Task brief> Copy the passage about the show's kitchen scenes word for word, from "Cigarettes- A necessary" to "He said no.".

A shot the camera goes back to over and over again is the sides of Angus top round being caramelized in a rondeau. I could watch it in slo-mo, on repeat for hours and never get bored. The sandwich’s protein is a beef….. braise? Wet roast? I don’t know how to exactly define what that technique is, but goes into a hot over with mirepoix, a shallow bath of beef broth, and spices, then is pulled at medium rare and sliced thin. Then the slices are warmed back up and cooked through in the braise/wet roast liquid, (which is strained and reduced to a jus beforehand). Then the beef is slapped on a french bread roll, topped with giardiniera (a Chicago specific spicy pickled veg mix) and potentially some sweet peppers that were in the braise. The bread is dipped in the jus, and the sandwich is wrapped and served.
After watching the show, in preparation for this piece, I went to a slightly scaled down, real life version of the Original Beef of Chicagoland called Dog Day Afternoon, a Brooklyn transplant via Chicago, in Windsor Terrace to try the sandwich over the weekend. The bread soaks and fuses to its jus logged filling in a truly magical way. Imagine a French Dip on steroids. Or a sandwich composed of the bread chunk at the core of a French onion soup. The spike of heat and vinegar from the giardiniera is perhaps the only flavor on earth strong enough to stand up to the aggressively brolic beefiness of the meat, and all the components offset and meld together in perfect harmony.
Cigarettes- A necessary respite for nearly every chef, one of the only things you could get a break for. I never smoked, but was always jealous of my co-workers who got to step out for smokes between turns. Once, I asked a chef if I could go outside for a second for some fresh air along with my fellow cooks. He said no.
Cleaning- It’s an obviously essential aspect of cooking. You have to work clean and you do your best work in clean and orderly environments. I only bring it up because they don’t just clean on this show, they clean “right”. The pads they use, the repurposed small cambro soap buckets, the posture and form as they scrub, the actual combination of kitchen detritus: balled receipts and onions skins being swept into the dust pans. I don’t know how else to explain it, they just clean the way you clean in a kitchen.
Cola Braised Short Rib over Risotto- One of the first season’s best devices is this special Sydney develops over the course of a few episodes. It’s brilliant because it operates like a deconstructed Chicago beef sandwich, sweet and hot. It shows Sydney’s intelligence, the process over days, weeks, and months it can take to hone and fine tune a dish, and Sydney’s greatest flaw, her impatience, as she pushes Carmen to put it on the menu before it’s ready. Then, eventually, it nearly destroys her relationship with Carmen and the restaurant, when she unknowingly hands a free sample to a restaurant critic, and it’s featured in the review.

Excerpted records>
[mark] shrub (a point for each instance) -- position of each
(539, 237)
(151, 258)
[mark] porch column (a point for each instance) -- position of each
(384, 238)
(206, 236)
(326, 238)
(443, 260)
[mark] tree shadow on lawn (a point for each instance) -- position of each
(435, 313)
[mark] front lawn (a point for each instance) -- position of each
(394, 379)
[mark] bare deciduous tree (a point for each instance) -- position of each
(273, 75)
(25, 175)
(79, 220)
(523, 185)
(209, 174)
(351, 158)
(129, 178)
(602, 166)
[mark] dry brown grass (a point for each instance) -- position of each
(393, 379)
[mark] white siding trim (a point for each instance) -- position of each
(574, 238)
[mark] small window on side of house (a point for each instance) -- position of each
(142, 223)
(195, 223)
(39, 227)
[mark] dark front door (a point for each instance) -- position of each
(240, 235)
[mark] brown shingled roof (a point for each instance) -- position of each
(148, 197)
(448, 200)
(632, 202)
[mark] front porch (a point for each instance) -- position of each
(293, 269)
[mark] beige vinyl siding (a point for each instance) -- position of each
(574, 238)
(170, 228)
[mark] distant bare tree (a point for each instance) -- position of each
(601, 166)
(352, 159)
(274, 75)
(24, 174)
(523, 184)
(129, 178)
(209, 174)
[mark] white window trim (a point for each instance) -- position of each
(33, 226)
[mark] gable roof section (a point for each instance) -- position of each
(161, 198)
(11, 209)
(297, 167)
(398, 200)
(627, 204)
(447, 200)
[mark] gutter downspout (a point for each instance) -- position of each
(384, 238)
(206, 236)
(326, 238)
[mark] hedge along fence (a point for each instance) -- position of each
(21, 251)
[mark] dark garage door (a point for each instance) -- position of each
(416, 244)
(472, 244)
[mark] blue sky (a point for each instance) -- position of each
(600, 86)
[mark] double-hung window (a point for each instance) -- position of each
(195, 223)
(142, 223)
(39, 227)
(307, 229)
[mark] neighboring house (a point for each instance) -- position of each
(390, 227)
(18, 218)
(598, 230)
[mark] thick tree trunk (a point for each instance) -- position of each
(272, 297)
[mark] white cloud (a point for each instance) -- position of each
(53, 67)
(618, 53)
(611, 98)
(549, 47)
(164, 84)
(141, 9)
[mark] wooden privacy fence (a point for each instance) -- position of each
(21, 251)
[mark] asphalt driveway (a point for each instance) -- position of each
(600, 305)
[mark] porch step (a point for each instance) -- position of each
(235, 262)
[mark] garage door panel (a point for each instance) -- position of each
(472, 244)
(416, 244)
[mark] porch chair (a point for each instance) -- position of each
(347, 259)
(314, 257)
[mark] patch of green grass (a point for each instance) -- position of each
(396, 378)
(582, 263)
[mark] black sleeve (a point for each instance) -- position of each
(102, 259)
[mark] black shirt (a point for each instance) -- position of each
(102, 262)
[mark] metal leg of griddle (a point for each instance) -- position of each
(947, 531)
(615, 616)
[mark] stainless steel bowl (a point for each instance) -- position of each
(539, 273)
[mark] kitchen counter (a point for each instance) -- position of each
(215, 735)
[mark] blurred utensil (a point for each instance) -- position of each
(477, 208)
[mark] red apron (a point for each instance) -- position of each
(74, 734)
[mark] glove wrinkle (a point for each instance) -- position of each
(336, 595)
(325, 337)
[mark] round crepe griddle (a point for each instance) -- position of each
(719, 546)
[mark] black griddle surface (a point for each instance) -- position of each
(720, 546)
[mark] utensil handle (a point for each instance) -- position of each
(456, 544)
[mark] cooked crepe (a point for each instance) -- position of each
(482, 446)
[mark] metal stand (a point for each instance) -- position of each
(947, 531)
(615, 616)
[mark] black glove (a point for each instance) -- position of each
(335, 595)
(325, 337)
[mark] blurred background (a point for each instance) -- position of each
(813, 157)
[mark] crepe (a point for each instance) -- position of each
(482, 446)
==
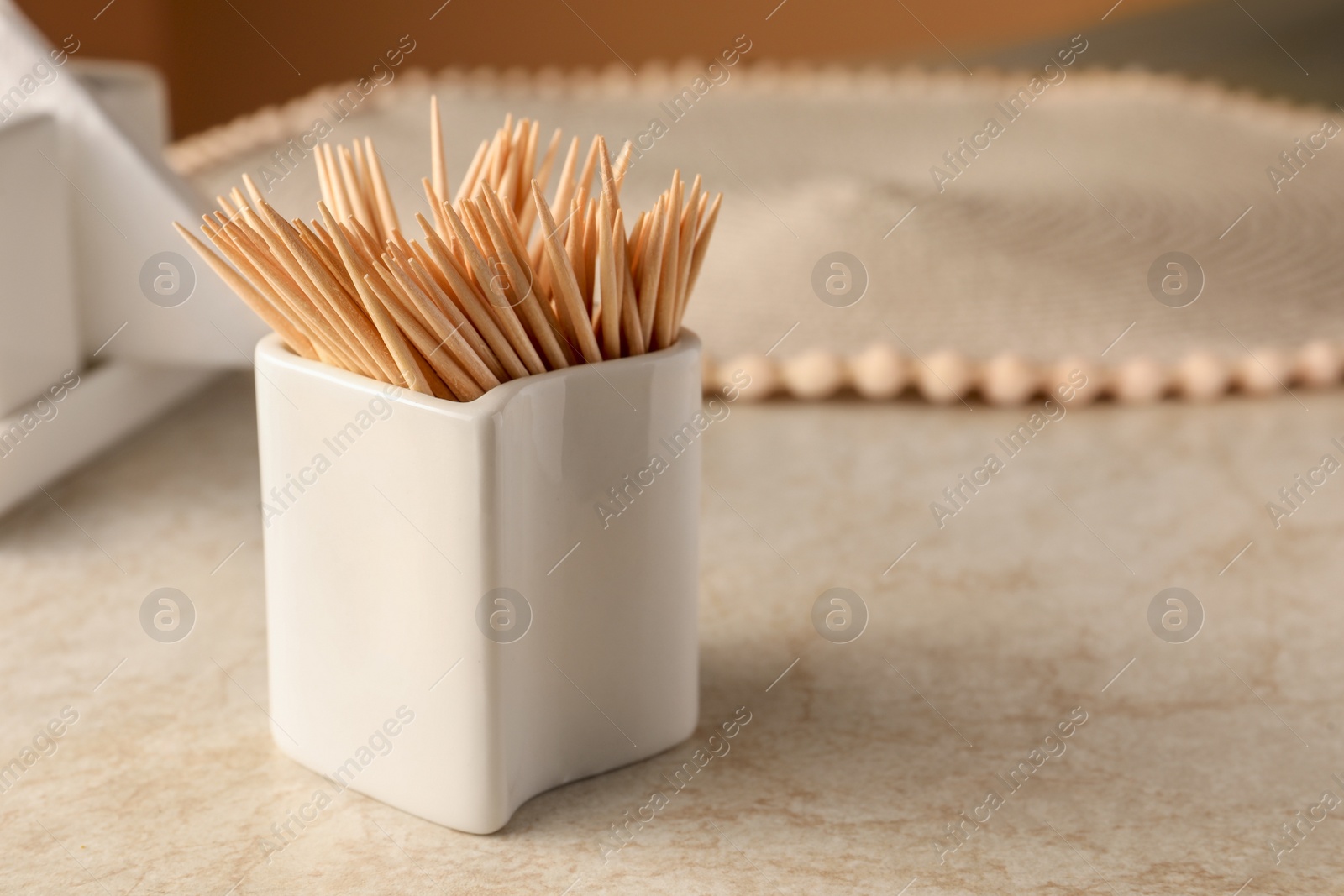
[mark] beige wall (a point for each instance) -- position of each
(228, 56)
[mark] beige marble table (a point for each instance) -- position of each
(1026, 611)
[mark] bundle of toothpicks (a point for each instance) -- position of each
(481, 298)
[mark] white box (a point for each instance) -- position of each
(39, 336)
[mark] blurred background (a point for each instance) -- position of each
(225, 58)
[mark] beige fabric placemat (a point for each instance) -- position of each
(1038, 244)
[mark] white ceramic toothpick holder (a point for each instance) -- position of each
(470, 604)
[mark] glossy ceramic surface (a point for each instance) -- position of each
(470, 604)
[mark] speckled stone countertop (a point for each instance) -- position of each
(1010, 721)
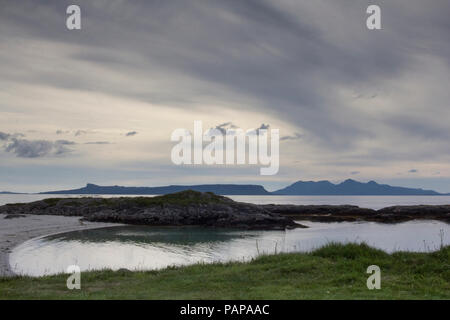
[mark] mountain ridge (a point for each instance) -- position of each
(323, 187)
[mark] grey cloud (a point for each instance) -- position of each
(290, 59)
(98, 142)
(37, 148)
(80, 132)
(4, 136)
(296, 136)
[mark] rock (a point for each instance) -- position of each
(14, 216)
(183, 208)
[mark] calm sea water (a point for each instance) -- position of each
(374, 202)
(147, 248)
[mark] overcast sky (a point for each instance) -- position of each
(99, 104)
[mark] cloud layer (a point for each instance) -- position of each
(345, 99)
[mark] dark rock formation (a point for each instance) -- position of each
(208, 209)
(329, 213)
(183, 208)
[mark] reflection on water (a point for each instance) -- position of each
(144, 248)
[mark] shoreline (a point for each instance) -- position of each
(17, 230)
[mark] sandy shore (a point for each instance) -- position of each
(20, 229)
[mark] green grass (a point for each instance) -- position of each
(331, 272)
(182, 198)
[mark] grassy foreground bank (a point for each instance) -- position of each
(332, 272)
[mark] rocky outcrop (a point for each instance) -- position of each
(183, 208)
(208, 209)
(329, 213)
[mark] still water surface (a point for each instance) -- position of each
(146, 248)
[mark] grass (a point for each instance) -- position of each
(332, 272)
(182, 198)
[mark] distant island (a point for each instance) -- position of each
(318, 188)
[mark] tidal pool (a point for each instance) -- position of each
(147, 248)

Written answer>
Cigarettes- A necessary respite for nearly every chef, one of the only things you could get a break for. I never smoked, but was always jealous of my co-workers who got to step out for smokes between turns. Once, I asked a chef if I could go outside for a second for some fresh air along with my fellow cooks. He said no.